The listing needs restating word for word.

==== Material for this exercise

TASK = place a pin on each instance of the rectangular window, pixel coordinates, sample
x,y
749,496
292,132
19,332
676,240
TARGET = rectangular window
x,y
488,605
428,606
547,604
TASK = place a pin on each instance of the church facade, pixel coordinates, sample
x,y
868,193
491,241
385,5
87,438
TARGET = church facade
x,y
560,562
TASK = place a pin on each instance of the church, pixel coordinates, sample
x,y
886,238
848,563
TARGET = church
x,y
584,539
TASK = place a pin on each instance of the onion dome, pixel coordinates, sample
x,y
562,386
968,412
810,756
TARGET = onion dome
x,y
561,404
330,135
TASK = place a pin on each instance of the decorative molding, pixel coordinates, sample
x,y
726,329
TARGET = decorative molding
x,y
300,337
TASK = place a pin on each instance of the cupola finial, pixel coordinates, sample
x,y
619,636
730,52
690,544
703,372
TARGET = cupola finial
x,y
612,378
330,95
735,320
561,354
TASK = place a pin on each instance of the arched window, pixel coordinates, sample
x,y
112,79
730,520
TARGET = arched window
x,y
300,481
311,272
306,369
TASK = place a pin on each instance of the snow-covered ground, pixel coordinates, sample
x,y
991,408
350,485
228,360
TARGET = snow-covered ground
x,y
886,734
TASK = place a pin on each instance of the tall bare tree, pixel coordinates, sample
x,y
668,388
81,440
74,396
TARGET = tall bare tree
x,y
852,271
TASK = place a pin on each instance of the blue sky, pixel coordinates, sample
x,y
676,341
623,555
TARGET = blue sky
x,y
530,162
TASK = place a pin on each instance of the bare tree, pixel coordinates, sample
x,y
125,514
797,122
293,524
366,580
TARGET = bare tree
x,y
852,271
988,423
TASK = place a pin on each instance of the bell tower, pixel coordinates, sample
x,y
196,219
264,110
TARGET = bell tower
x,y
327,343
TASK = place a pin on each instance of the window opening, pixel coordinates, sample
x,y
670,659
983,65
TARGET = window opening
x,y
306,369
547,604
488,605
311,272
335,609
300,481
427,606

========

- [Exercise output]
TASK = place a pin on each instance of the rectangular window, pixel coordinates, sample
x,y
749,496
292,132
19,332
676,240
TARGET = rectangular window
x,y
488,605
428,606
547,604
TASK = place a pin on each instance of the church facade, pixel coordinates, sample
x,y
868,193
491,241
385,5
87,438
TARGET = church facade
x,y
560,562
TASK = place a pin on each instance of the church, pixel coordinates, sample
x,y
886,238
848,563
TARGET = church
x,y
584,539
TASK = place a pin on each instance of the onion dome, pixel coordinates, sample
x,y
562,386
968,412
810,756
TARGET = onion dome
x,y
561,404
330,135
TASK = place a pin on each instance of the decorative molding, pixel coordinates, sample
x,y
726,329
TARGET = decorative molding
x,y
300,337
TASK = place a pin on each instance of the cupola finial, pixel coordinates, sample
x,y
619,636
730,52
690,544
703,372
TARGET = cupola finial
x,y
612,378
330,95
735,320
561,354
TASK = place a pin on each instance of the arched window, pixel coordinates, sample
x,y
112,79
730,520
TARGET = arched window
x,y
300,481
311,272
306,369
TASK = place a pin on each instance of the snow-covered ground, pixel coordinates, sample
x,y
991,408
350,485
228,360
TARGET = snow-covered ground
x,y
886,734
TASK = place a pin on each instance of the tall bare tree, pixel coordinates, sample
x,y
668,388
81,440
74,396
TARGET = tall bare tree
x,y
852,271
TASK = place a pin on each instance of the blue sky, pixel coordinates, sample
x,y
676,341
623,555
TARGET = blue sky
x,y
530,162
TASK = place a pin on each instance of the bare tree, pixel coordinates, sample
x,y
125,514
797,122
293,524
366,580
TARGET = bare tree
x,y
852,271
988,423
TASK = place a pin on each instance of the bell tower, pixel coordinates, sample
x,y
196,219
264,110
TARGET = bell tower
x,y
327,343
TASK = place a pin on each instance of the window opening, pixel coordinates, sample
x,y
670,659
983,65
TARGET = window opening
x,y
306,369
547,604
488,605
311,272
335,609
300,481
427,606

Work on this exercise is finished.